--- What to work on ---
Can you reproduce, word for word, the whole comment thread on normal and heroic dungeon tiers?

I think there should be a 'normal' tier of content (dungeons and raids), and an heroic tier of content (dungeons and raids), and that the casual player need never set foot in an heroic anything to progress through the 'normal' tier.
Basically, as it stands now, the expectation is that everyone runs heroic dungeons: that they are 'casual' content. Which basically means that hardly anyone runs normal dungeons. At the start of this expansion they tried to make heroic dungeons more 'heroic', but then drowned in an ocean of QQ, so they nerfed 'em. But the main reason why everyone demands access to heroic dungeons (ie. faceroll heroics) is because they are necessary to gear up for raiding.
But what if you could gear up for normal raiding by running normal dungeons? This would leave the heroic dungeons for the more 'hardcore' players. That way you might actually have 5 man content that isn't trivial - by this I mean: content that you have to research a little to learn the strat, and that requires CC and kill order etc.
It's dumb that normal dungeons are only flirted with on the way to the heroic dungeon grind. Remove the need for the casual player to enter heroic dungeons, then you could actually make dungeons 'heroic'.
Brock Aug 25th 2011 8:28PM
Interesting take on it.
To me, normal modes are for the average joe. Hard modes are for the hardcores. Achievements are just an optional way to have a different experience in an encounter that you may not have had otherwise. it's just a way to change things up a bit. You are going to be killing the boss anyway, so why not have a different experience the second time.
It sounds like you feel achievements are a required part of progression and not an optional diversion.

--- Given records ---

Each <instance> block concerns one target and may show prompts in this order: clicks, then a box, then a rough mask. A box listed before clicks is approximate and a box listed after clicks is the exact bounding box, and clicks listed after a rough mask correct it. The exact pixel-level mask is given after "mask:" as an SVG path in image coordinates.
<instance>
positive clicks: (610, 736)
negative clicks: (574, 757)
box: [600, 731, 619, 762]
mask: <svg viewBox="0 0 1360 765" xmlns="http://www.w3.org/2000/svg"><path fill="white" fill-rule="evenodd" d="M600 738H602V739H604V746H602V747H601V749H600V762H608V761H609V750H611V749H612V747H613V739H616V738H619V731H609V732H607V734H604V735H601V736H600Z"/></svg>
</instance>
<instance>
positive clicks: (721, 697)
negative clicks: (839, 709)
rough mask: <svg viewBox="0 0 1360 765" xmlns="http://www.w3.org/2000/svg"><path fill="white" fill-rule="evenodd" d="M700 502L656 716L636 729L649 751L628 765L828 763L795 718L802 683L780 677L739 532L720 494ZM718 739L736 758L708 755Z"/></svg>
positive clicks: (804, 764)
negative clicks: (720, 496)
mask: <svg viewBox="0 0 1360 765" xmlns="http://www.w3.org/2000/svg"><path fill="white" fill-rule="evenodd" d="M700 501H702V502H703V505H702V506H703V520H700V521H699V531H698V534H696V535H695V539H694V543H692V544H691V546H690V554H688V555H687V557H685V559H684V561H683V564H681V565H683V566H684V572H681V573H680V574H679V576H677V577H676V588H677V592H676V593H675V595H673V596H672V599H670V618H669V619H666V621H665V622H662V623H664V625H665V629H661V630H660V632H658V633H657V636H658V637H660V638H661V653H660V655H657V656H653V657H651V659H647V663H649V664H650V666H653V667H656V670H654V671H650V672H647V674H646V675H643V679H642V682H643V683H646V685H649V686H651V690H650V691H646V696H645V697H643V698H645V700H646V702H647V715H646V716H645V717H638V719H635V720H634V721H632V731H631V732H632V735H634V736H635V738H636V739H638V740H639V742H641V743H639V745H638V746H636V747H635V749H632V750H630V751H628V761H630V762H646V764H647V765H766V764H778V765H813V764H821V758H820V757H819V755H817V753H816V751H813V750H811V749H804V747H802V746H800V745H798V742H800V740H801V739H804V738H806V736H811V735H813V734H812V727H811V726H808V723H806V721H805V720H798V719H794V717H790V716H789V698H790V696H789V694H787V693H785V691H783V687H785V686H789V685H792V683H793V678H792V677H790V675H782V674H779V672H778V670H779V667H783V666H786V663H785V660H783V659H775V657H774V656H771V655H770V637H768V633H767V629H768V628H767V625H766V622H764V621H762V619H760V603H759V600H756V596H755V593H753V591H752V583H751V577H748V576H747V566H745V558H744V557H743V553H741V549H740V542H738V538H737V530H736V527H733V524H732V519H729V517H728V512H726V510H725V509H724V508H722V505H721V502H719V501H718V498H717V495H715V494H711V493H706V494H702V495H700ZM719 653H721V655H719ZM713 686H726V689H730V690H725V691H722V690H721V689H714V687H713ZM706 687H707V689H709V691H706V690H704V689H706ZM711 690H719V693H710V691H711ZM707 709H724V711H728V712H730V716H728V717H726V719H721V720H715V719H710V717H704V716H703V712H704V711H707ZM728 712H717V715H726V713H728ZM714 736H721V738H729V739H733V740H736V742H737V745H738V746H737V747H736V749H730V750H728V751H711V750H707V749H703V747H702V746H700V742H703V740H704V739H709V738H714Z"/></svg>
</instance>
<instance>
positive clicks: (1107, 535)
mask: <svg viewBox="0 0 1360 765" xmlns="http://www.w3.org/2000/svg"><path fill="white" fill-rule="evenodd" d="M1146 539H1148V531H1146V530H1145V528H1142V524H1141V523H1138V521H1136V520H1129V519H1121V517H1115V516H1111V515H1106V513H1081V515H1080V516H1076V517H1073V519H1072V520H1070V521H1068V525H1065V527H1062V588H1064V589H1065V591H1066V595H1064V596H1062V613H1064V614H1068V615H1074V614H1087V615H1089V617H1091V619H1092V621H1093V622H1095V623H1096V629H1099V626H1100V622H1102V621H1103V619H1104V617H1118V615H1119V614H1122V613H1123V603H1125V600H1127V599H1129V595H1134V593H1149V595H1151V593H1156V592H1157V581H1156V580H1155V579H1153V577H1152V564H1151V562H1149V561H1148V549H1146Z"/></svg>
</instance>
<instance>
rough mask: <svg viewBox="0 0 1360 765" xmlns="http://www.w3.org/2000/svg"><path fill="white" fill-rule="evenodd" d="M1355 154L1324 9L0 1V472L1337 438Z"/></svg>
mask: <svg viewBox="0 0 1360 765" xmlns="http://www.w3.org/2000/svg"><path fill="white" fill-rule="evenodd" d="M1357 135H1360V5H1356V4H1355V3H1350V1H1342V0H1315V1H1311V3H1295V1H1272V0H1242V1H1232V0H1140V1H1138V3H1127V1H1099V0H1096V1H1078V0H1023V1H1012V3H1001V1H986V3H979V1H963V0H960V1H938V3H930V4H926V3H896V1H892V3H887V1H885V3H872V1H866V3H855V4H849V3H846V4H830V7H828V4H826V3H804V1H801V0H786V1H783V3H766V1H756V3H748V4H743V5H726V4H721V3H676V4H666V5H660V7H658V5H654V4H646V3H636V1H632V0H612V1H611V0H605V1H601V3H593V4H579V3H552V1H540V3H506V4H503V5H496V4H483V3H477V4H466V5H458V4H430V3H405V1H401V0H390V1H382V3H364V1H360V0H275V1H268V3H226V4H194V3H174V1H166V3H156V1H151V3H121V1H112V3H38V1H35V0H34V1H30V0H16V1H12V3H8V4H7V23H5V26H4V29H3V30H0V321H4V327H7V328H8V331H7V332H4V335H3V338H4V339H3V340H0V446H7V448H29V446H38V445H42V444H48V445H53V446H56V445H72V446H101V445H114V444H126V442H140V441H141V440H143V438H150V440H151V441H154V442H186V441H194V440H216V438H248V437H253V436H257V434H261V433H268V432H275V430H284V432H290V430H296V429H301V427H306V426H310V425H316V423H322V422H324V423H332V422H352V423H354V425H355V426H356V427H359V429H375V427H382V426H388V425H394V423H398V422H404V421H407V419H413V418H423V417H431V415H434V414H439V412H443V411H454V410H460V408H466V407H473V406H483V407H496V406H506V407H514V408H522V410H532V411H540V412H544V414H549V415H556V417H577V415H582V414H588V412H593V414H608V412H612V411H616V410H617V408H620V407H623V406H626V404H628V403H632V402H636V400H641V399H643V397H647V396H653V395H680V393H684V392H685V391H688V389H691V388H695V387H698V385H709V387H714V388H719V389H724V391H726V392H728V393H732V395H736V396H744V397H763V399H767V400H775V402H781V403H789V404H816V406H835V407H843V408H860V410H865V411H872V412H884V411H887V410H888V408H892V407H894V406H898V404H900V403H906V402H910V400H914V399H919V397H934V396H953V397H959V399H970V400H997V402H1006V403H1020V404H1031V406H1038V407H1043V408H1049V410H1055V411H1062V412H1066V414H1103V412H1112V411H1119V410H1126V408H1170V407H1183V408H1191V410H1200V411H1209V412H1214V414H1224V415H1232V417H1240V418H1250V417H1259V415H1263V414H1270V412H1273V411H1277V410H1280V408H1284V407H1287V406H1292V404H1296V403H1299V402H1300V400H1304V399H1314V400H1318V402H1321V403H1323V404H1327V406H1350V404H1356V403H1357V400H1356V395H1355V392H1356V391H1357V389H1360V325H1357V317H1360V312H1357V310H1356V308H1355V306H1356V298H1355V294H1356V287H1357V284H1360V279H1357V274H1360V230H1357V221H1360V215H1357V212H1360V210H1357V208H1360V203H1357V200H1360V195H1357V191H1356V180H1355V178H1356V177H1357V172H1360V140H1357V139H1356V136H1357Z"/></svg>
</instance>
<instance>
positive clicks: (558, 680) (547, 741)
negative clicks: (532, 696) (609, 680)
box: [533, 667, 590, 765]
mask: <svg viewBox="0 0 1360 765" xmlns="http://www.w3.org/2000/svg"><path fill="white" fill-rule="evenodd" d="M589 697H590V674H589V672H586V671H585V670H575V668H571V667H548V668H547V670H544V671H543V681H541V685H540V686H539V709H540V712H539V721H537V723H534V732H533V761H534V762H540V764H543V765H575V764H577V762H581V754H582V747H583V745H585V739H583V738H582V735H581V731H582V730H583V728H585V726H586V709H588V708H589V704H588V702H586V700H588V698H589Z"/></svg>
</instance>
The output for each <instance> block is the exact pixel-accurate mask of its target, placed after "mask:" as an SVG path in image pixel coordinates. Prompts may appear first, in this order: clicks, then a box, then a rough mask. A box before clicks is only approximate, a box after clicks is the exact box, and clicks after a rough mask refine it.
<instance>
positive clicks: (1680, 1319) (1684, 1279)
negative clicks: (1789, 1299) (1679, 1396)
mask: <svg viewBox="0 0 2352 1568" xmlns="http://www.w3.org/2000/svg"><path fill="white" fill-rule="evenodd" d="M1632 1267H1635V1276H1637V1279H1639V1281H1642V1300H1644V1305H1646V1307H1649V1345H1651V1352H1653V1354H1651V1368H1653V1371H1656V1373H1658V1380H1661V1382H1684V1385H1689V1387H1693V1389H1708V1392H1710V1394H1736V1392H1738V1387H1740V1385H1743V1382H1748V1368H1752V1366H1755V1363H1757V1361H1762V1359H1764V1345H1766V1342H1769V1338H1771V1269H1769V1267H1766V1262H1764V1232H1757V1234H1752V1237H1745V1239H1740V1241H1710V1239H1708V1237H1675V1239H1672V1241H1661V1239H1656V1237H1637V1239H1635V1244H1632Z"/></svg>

--- Expected answer ---
I think there should be a 'normal' tier of content (dungeons and raids), and an heroic tier of content (dungeons and raids), and that the casual player need never set foot in an heroic anything to progress through the 'normal' tier.
Basically, as it stands now, the expectation is that everyone runs heroic dungeons: that they are 'casual' content. Which basically means that hardly anyone runs normal dungeons. At the start of this expansion they tried to make heroic dungeons more 'heroic', but then drowned in an ocean of QQ, so they nerfed 'em. But the main reason why everyone demands access to heroic dungeons (ie. faceroll heroics) is because they are necessary to gear up for raiding.
But what if you could gear up for normal raiding by running normal dungeons? This would leave the heroic dungeons for the more 'hardcore' players. That way you might actually have 5 man content that isn't trivial - by this I mean: content that you have to research a little to learn the strat, and that requires CC and kill order etc.
It's dumb that normal dungeons are only flirted with on the way to the heroic dungeon grind. Remove the need for the casual player to enter heroic dungeons, then you could actually make dungeons 'heroic'.
Brock Aug 25th 2011 8:28PM
Interesting take on it.
To me, normal modes are for the average joe. Hard modes are for the hardcores. Achievements are just an optional way to have a different experience in an encounter that you may not have had otherwise. it's just a way to change things up a bit. You are going to be killing the boss anyway, so why not have a different experience the second time.
It sounds like you feel achievements are a required part of progression and not an optional diversion.